Sure, it might be a great idea to put up a special Website for a weekend sale, but is it really possible to have all the art, content, and programming completed, and working reliably, by the time it's needed? Maybe not. Unfortunately, most marketing people don't know the right questions to ask engineers to get a meaningful answer.

The usual question asked is, "Would it be possible?" This, for those unfamiliar with engineers, is like asking a building contractor if they could build you a copy of the Palace of Versailles. Of course they could, and they'd love to, it would just cost a fortune. The real questions to ask are: "What would it take?" How long will it take to do this? How many man hours? Do we have the resources to do this? Without knowing the accurate cost required to implement a marketing project on the Internet, it is very difficult guarantee it will even work, let alone provide a reasonable return on the investment.

Consider this typical case. Last year, one of the major Websites, referred to as company XYZ, decided they wanted to have a special Web promotion to go with a commercial they were running a month later in the Super Bowl. The creative idea was to offer prizes to encourage people to register on the company's free service-oriented Website. It was to be called the Super Bowl Super Prize, or something to that effect. The grand prize would be an all expenses paid trip to next year's Super Bowl.

Wanting the graphics to look especially good, the company had their advertising agency design the promotional Webpage instead of using their in-house design team. The advertising agency, one of the world's biggest and best known, designed a beautiful Webpage that was a perfect combination of ad and registration page, and delivered the design to the company in the form of a Photoshop file.

STORED DATA:
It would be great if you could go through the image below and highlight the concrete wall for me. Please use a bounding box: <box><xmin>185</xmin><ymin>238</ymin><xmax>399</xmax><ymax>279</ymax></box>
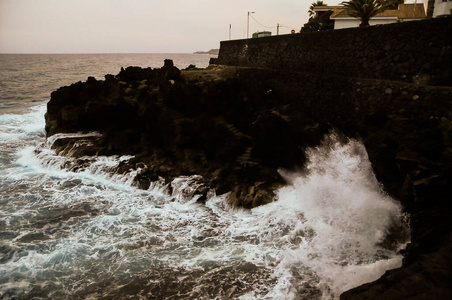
<box><xmin>433</xmin><ymin>0</ymin><xmax>452</xmax><ymax>18</ymax></box>
<box><xmin>217</xmin><ymin>18</ymin><xmax>452</xmax><ymax>86</ymax></box>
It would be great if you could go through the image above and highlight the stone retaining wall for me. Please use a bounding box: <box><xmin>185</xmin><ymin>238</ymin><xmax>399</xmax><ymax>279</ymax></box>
<box><xmin>217</xmin><ymin>17</ymin><xmax>452</xmax><ymax>86</ymax></box>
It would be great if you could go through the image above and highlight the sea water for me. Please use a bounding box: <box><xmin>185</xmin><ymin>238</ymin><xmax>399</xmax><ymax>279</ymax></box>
<box><xmin>0</xmin><ymin>54</ymin><xmax>409</xmax><ymax>299</ymax></box>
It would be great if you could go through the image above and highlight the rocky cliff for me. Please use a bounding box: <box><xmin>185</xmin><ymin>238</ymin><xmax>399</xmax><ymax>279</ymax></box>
<box><xmin>46</xmin><ymin>60</ymin><xmax>452</xmax><ymax>299</ymax></box>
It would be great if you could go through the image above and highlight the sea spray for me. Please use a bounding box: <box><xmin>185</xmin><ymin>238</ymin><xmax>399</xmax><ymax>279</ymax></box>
<box><xmin>0</xmin><ymin>105</ymin><xmax>408</xmax><ymax>299</ymax></box>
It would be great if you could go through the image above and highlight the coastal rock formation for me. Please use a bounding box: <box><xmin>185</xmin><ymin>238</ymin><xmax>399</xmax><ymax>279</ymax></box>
<box><xmin>46</xmin><ymin>60</ymin><xmax>452</xmax><ymax>299</ymax></box>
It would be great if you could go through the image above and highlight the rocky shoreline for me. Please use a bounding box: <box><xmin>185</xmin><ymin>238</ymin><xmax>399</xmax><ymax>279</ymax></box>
<box><xmin>46</xmin><ymin>60</ymin><xmax>452</xmax><ymax>299</ymax></box>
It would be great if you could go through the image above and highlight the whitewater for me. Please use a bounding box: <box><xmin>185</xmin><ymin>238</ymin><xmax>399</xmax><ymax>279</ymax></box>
<box><xmin>0</xmin><ymin>54</ymin><xmax>409</xmax><ymax>299</ymax></box>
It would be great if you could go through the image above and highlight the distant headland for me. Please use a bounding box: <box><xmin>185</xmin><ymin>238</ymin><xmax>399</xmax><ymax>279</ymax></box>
<box><xmin>193</xmin><ymin>49</ymin><xmax>220</xmax><ymax>55</ymax></box>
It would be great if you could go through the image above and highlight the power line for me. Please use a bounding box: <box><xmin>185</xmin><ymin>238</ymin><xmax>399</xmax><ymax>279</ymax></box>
<box><xmin>250</xmin><ymin>15</ymin><xmax>276</xmax><ymax>29</ymax></box>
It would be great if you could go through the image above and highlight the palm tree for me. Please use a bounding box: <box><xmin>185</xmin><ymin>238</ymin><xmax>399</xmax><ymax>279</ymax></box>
<box><xmin>341</xmin><ymin>0</ymin><xmax>403</xmax><ymax>27</ymax></box>
<box><xmin>308</xmin><ymin>0</ymin><xmax>327</xmax><ymax>18</ymax></box>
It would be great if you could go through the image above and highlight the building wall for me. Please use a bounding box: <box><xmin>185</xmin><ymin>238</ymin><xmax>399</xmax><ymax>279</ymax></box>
<box><xmin>433</xmin><ymin>0</ymin><xmax>452</xmax><ymax>18</ymax></box>
<box><xmin>334</xmin><ymin>18</ymin><xmax>397</xmax><ymax>29</ymax></box>
<box><xmin>217</xmin><ymin>18</ymin><xmax>452</xmax><ymax>86</ymax></box>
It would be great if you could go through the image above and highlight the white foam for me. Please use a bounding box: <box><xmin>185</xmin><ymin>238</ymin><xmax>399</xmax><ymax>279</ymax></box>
<box><xmin>0</xmin><ymin>113</ymin><xmax>406</xmax><ymax>299</ymax></box>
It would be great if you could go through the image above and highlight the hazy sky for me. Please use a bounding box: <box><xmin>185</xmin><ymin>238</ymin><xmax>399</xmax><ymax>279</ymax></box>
<box><xmin>0</xmin><ymin>0</ymin><xmax>340</xmax><ymax>53</ymax></box>
<box><xmin>0</xmin><ymin>0</ymin><xmax>421</xmax><ymax>53</ymax></box>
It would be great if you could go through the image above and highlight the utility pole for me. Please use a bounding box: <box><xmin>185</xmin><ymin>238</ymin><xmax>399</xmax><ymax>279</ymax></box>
<box><xmin>246</xmin><ymin>11</ymin><xmax>254</xmax><ymax>39</ymax></box>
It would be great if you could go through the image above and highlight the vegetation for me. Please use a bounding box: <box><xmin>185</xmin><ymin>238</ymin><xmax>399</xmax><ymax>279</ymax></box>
<box><xmin>300</xmin><ymin>1</ymin><xmax>334</xmax><ymax>32</ymax></box>
<box><xmin>341</xmin><ymin>0</ymin><xmax>404</xmax><ymax>27</ymax></box>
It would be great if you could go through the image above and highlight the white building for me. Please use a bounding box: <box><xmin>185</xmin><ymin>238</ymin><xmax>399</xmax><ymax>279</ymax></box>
<box><xmin>422</xmin><ymin>0</ymin><xmax>452</xmax><ymax>18</ymax></box>
<box><xmin>330</xmin><ymin>3</ymin><xmax>426</xmax><ymax>29</ymax></box>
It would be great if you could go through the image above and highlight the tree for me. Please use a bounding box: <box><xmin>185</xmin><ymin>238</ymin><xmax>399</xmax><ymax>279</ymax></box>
<box><xmin>300</xmin><ymin>1</ymin><xmax>334</xmax><ymax>32</ymax></box>
<box><xmin>308</xmin><ymin>0</ymin><xmax>328</xmax><ymax>19</ymax></box>
<box><xmin>341</xmin><ymin>0</ymin><xmax>404</xmax><ymax>27</ymax></box>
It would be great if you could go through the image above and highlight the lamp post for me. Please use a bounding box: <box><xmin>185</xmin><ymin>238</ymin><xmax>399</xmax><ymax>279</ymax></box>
<box><xmin>246</xmin><ymin>11</ymin><xmax>254</xmax><ymax>39</ymax></box>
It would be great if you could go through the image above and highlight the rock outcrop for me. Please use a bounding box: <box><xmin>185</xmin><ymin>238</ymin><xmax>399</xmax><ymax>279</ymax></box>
<box><xmin>46</xmin><ymin>61</ymin><xmax>452</xmax><ymax>299</ymax></box>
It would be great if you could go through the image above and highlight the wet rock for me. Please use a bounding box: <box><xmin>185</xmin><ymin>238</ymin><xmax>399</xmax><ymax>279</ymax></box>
<box><xmin>45</xmin><ymin>61</ymin><xmax>452</xmax><ymax>299</ymax></box>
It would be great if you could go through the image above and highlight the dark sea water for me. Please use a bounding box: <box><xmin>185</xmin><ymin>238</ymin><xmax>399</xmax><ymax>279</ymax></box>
<box><xmin>0</xmin><ymin>54</ymin><xmax>408</xmax><ymax>299</ymax></box>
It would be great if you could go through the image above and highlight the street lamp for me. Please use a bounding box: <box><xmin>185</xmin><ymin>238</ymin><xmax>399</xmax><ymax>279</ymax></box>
<box><xmin>246</xmin><ymin>11</ymin><xmax>254</xmax><ymax>39</ymax></box>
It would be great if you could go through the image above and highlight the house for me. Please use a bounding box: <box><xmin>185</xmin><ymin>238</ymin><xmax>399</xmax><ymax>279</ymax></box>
<box><xmin>314</xmin><ymin>0</ymin><xmax>428</xmax><ymax>29</ymax></box>
<box><xmin>423</xmin><ymin>0</ymin><xmax>452</xmax><ymax>18</ymax></box>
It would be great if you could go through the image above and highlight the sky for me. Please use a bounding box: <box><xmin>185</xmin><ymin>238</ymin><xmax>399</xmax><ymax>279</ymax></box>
<box><xmin>0</xmin><ymin>0</ymin><xmax>341</xmax><ymax>53</ymax></box>
<box><xmin>0</xmin><ymin>0</ymin><xmax>421</xmax><ymax>53</ymax></box>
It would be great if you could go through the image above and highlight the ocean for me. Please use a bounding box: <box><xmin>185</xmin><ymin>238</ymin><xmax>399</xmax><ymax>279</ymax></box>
<box><xmin>0</xmin><ymin>54</ymin><xmax>409</xmax><ymax>299</ymax></box>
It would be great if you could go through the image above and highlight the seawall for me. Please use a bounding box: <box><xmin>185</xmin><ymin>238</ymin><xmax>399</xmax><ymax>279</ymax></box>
<box><xmin>217</xmin><ymin>18</ymin><xmax>452</xmax><ymax>299</ymax></box>
<box><xmin>218</xmin><ymin>18</ymin><xmax>452</xmax><ymax>86</ymax></box>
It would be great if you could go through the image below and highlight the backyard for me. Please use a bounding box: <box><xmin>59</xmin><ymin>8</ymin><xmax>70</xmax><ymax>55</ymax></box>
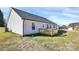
<box><xmin>0</xmin><ymin>28</ymin><xmax>79</xmax><ymax>51</ymax></box>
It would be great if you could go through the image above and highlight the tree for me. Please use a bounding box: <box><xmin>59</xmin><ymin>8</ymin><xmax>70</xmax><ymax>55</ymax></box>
<box><xmin>0</xmin><ymin>10</ymin><xmax>4</xmax><ymax>27</ymax></box>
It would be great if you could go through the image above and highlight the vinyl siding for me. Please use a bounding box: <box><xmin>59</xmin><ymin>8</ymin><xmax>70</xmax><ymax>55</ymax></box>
<box><xmin>7</xmin><ymin>10</ymin><xmax>23</xmax><ymax>35</ymax></box>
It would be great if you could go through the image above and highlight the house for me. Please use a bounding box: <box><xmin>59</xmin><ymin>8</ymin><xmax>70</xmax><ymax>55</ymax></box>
<box><xmin>7</xmin><ymin>8</ymin><xmax>58</xmax><ymax>35</ymax></box>
<box><xmin>68</xmin><ymin>22</ymin><xmax>79</xmax><ymax>31</ymax></box>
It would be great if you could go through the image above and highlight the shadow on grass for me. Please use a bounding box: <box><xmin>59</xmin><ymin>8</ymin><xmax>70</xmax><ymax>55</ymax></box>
<box><xmin>54</xmin><ymin>30</ymin><xmax>67</xmax><ymax>37</ymax></box>
<box><xmin>24</xmin><ymin>33</ymin><xmax>51</xmax><ymax>37</ymax></box>
<box><xmin>24</xmin><ymin>30</ymin><xmax>67</xmax><ymax>37</ymax></box>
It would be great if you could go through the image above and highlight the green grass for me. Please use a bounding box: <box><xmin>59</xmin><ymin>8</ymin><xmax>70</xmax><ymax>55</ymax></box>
<box><xmin>0</xmin><ymin>28</ymin><xmax>79</xmax><ymax>51</ymax></box>
<box><xmin>0</xmin><ymin>28</ymin><xmax>14</xmax><ymax>41</ymax></box>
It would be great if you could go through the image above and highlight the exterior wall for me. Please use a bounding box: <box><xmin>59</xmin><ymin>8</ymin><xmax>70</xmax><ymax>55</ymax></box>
<box><xmin>68</xmin><ymin>27</ymin><xmax>73</xmax><ymax>31</ymax></box>
<box><xmin>7</xmin><ymin>10</ymin><xmax>23</xmax><ymax>35</ymax></box>
<box><xmin>24</xmin><ymin>20</ymin><xmax>58</xmax><ymax>35</ymax></box>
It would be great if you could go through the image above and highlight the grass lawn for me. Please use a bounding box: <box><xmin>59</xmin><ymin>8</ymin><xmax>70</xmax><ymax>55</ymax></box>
<box><xmin>0</xmin><ymin>28</ymin><xmax>79</xmax><ymax>51</ymax></box>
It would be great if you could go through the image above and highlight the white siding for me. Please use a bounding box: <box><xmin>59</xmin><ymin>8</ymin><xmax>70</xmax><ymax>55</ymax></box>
<box><xmin>7</xmin><ymin>10</ymin><xmax>23</xmax><ymax>35</ymax></box>
<box><xmin>24</xmin><ymin>20</ymin><xmax>57</xmax><ymax>35</ymax></box>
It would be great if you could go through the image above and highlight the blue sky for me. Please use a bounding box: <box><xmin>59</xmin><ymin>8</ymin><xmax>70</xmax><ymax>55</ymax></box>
<box><xmin>1</xmin><ymin>7</ymin><xmax>79</xmax><ymax>25</ymax></box>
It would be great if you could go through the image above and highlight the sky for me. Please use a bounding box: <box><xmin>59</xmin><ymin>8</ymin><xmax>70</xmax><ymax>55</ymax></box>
<box><xmin>0</xmin><ymin>7</ymin><xmax>79</xmax><ymax>25</ymax></box>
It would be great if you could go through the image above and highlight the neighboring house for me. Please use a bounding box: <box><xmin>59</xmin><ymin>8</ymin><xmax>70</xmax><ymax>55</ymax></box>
<box><xmin>7</xmin><ymin>8</ymin><xmax>58</xmax><ymax>35</ymax></box>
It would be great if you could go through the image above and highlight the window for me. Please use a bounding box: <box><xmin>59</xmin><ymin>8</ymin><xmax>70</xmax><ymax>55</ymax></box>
<box><xmin>50</xmin><ymin>25</ymin><xmax>51</xmax><ymax>28</ymax></box>
<box><xmin>32</xmin><ymin>23</ymin><xmax>35</xmax><ymax>30</ymax></box>
<box><xmin>47</xmin><ymin>24</ymin><xmax>49</xmax><ymax>28</ymax></box>
<box><xmin>43</xmin><ymin>24</ymin><xmax>44</xmax><ymax>28</ymax></box>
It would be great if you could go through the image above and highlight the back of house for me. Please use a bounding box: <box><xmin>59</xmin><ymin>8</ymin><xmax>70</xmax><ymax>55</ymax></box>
<box><xmin>7</xmin><ymin>8</ymin><xmax>58</xmax><ymax>35</ymax></box>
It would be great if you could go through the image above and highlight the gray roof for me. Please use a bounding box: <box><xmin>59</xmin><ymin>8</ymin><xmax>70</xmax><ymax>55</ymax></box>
<box><xmin>12</xmin><ymin>7</ymin><xmax>55</xmax><ymax>24</ymax></box>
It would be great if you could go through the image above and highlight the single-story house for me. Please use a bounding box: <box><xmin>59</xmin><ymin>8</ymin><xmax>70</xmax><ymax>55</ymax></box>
<box><xmin>7</xmin><ymin>8</ymin><xmax>58</xmax><ymax>35</ymax></box>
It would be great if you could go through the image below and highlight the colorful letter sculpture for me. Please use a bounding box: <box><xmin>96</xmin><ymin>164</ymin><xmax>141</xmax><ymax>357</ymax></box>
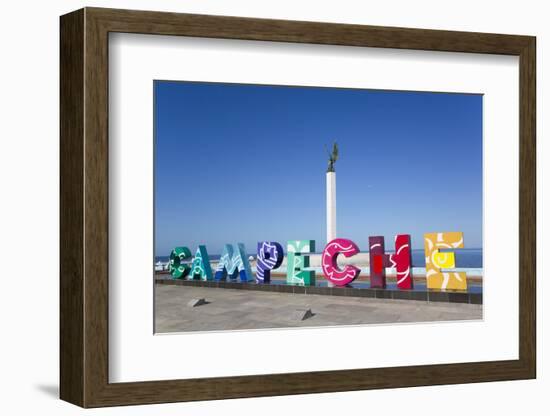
<box><xmin>169</xmin><ymin>247</ymin><xmax>191</xmax><ymax>279</ymax></box>
<box><xmin>216</xmin><ymin>243</ymin><xmax>252</xmax><ymax>282</ymax></box>
<box><xmin>256</xmin><ymin>241</ymin><xmax>284</xmax><ymax>283</ymax></box>
<box><xmin>321</xmin><ymin>238</ymin><xmax>361</xmax><ymax>286</ymax></box>
<box><xmin>189</xmin><ymin>246</ymin><xmax>214</xmax><ymax>280</ymax></box>
<box><xmin>369</xmin><ymin>234</ymin><xmax>413</xmax><ymax>289</ymax></box>
<box><xmin>286</xmin><ymin>240</ymin><xmax>315</xmax><ymax>286</ymax></box>
<box><xmin>424</xmin><ymin>232</ymin><xmax>468</xmax><ymax>290</ymax></box>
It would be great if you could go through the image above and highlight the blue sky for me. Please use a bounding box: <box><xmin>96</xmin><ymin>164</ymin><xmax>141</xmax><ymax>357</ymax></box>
<box><xmin>154</xmin><ymin>81</ymin><xmax>482</xmax><ymax>256</ymax></box>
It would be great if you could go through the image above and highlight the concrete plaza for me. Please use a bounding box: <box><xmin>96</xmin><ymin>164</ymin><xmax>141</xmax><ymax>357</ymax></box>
<box><xmin>155</xmin><ymin>284</ymin><xmax>483</xmax><ymax>333</ymax></box>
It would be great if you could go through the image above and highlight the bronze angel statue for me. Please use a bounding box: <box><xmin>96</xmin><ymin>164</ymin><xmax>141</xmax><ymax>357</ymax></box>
<box><xmin>327</xmin><ymin>142</ymin><xmax>338</xmax><ymax>172</ymax></box>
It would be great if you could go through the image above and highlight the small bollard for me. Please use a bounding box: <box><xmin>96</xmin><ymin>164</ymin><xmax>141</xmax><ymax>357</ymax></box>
<box><xmin>292</xmin><ymin>309</ymin><xmax>313</xmax><ymax>321</ymax></box>
<box><xmin>187</xmin><ymin>298</ymin><xmax>208</xmax><ymax>308</ymax></box>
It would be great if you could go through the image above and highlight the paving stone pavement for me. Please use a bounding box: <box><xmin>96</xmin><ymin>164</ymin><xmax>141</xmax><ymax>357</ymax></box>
<box><xmin>155</xmin><ymin>284</ymin><xmax>483</xmax><ymax>333</ymax></box>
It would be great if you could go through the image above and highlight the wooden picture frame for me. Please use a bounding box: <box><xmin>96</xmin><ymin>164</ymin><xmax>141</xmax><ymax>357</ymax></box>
<box><xmin>60</xmin><ymin>8</ymin><xmax>536</xmax><ymax>407</ymax></box>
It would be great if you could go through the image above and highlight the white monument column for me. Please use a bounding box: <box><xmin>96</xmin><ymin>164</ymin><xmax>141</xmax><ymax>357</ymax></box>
<box><xmin>327</xmin><ymin>172</ymin><xmax>336</xmax><ymax>287</ymax></box>
<box><xmin>327</xmin><ymin>172</ymin><xmax>336</xmax><ymax>244</ymax></box>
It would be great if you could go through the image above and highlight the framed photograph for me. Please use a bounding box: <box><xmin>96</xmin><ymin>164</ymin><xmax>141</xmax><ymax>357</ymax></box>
<box><xmin>60</xmin><ymin>8</ymin><xmax>536</xmax><ymax>407</ymax></box>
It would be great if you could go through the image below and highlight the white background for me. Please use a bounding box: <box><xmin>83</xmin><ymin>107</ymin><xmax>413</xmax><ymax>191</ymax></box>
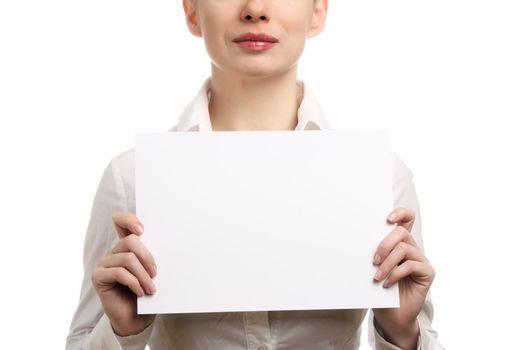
<box><xmin>0</xmin><ymin>0</ymin><xmax>523</xmax><ymax>349</ymax></box>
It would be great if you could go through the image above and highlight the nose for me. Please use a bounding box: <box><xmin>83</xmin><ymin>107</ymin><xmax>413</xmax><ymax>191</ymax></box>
<box><xmin>241</xmin><ymin>0</ymin><xmax>269</xmax><ymax>23</ymax></box>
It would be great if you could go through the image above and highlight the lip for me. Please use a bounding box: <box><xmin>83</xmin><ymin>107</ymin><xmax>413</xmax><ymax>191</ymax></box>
<box><xmin>232</xmin><ymin>33</ymin><xmax>278</xmax><ymax>43</ymax></box>
<box><xmin>232</xmin><ymin>33</ymin><xmax>279</xmax><ymax>51</ymax></box>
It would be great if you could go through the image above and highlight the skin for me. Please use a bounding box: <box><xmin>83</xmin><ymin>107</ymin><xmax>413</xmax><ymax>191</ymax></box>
<box><xmin>92</xmin><ymin>0</ymin><xmax>434</xmax><ymax>349</ymax></box>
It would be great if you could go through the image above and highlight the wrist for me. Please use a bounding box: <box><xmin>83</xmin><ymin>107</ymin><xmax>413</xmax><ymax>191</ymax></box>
<box><xmin>374</xmin><ymin>317</ymin><xmax>420</xmax><ymax>350</ymax></box>
<box><xmin>111</xmin><ymin>317</ymin><xmax>154</xmax><ymax>337</ymax></box>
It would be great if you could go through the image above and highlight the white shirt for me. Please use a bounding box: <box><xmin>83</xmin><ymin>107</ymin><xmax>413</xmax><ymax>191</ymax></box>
<box><xmin>66</xmin><ymin>78</ymin><xmax>443</xmax><ymax>350</ymax></box>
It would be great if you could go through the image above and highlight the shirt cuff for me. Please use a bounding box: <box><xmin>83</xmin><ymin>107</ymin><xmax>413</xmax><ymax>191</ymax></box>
<box><xmin>374</xmin><ymin>320</ymin><xmax>424</xmax><ymax>350</ymax></box>
<box><xmin>111</xmin><ymin>322</ymin><xmax>154</xmax><ymax>350</ymax></box>
<box><xmin>86</xmin><ymin>314</ymin><xmax>154</xmax><ymax>350</ymax></box>
<box><xmin>85</xmin><ymin>314</ymin><xmax>126</xmax><ymax>350</ymax></box>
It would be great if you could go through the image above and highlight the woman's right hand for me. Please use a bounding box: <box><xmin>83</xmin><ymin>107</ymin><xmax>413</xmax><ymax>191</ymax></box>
<box><xmin>92</xmin><ymin>212</ymin><xmax>156</xmax><ymax>336</ymax></box>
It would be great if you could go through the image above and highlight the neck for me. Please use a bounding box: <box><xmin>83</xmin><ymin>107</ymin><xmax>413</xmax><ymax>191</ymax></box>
<box><xmin>209</xmin><ymin>65</ymin><xmax>301</xmax><ymax>131</ymax></box>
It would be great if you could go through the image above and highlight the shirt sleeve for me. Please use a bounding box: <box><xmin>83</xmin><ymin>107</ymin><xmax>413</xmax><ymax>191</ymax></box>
<box><xmin>368</xmin><ymin>152</ymin><xmax>443</xmax><ymax>350</ymax></box>
<box><xmin>66</xmin><ymin>157</ymin><xmax>152</xmax><ymax>350</ymax></box>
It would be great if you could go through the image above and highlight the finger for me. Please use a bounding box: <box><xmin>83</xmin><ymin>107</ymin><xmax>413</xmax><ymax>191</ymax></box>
<box><xmin>99</xmin><ymin>252</ymin><xmax>156</xmax><ymax>294</ymax></box>
<box><xmin>383</xmin><ymin>260</ymin><xmax>436</xmax><ymax>288</ymax></box>
<box><xmin>374</xmin><ymin>242</ymin><xmax>428</xmax><ymax>281</ymax></box>
<box><xmin>93</xmin><ymin>267</ymin><xmax>145</xmax><ymax>297</ymax></box>
<box><xmin>374</xmin><ymin>226</ymin><xmax>418</xmax><ymax>265</ymax></box>
<box><xmin>112</xmin><ymin>211</ymin><xmax>143</xmax><ymax>238</ymax></box>
<box><xmin>387</xmin><ymin>208</ymin><xmax>416</xmax><ymax>231</ymax></box>
<box><xmin>111</xmin><ymin>235</ymin><xmax>158</xmax><ymax>277</ymax></box>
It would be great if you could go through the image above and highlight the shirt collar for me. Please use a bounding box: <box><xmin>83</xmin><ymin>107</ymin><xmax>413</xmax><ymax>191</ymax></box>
<box><xmin>169</xmin><ymin>77</ymin><xmax>331</xmax><ymax>131</ymax></box>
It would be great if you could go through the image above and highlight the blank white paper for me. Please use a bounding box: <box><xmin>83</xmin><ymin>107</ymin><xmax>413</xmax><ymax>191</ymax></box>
<box><xmin>135</xmin><ymin>130</ymin><xmax>399</xmax><ymax>314</ymax></box>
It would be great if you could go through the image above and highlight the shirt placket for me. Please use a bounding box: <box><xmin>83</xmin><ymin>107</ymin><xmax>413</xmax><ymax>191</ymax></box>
<box><xmin>243</xmin><ymin>311</ymin><xmax>271</xmax><ymax>350</ymax></box>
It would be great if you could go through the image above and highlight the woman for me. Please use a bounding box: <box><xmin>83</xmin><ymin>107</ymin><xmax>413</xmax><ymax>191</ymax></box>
<box><xmin>67</xmin><ymin>0</ymin><xmax>441</xmax><ymax>350</ymax></box>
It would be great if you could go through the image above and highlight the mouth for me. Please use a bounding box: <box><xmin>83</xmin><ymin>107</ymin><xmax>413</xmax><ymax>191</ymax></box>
<box><xmin>233</xmin><ymin>33</ymin><xmax>279</xmax><ymax>51</ymax></box>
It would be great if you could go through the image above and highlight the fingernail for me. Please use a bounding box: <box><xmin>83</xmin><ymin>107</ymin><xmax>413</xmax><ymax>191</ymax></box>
<box><xmin>149</xmin><ymin>282</ymin><xmax>156</xmax><ymax>294</ymax></box>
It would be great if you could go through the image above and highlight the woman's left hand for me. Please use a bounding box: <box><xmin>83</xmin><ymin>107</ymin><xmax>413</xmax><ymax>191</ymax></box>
<box><xmin>373</xmin><ymin>208</ymin><xmax>435</xmax><ymax>349</ymax></box>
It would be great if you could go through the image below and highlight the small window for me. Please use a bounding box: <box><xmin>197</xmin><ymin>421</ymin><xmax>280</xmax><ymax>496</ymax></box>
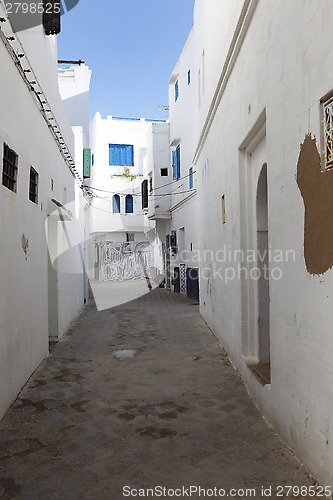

THE TASK: Duplicate the text on asking engineers about web marketing projects in full, word for word.

FINAL RESULT:
Sure, it might be a great idea to put up a special Website for a weekend sale, but is it really possible to have all the art, content, and programming completed, and working reliably, by the time it's needed? Maybe not. Unfortunately, most marketing people don't know the right questions to ask engineers to get a meaningful answer.

The usual question asked is, "Would it be possible?" This, for those unfamiliar with engineers, is like asking a building contractor if they could build you a copy of the Palace of Versailles. Of course they could, and they'd love to, it would just cost a fortune. The real questions to ask are: "What would it take?" How long will it take to do this? How many man hours? Do we have the resources to do this? Without knowing the accurate cost required to implement a marketing project on the Internet, it is very difficult guarantee it will even work, let alone provide a reasonable return on the investment.

Consider this typical case. Last year, one of the major Websites, referred to as company XYZ, decided they wanted to have a special Web promotion to go with a commercial they were running a month later in the Super Bowl. The creative idea was to offer prizes to encourage people to register on the company's free service-oriented Website. It was to be called the Super Bowl Super Prize, or something to that effect. The grand prize would be an all expenses paid trip to next year's Super Bowl.

Wanting the graphics to look especially good, the company had their advertising agency design the promotional Webpage instead of using their in-house design team. The advertising agency, one of the world's biggest and best known, designed a beautiful Webpage that was a perfect combination of ad and registration page, and delivered the design to the company in the form of a Photoshop file.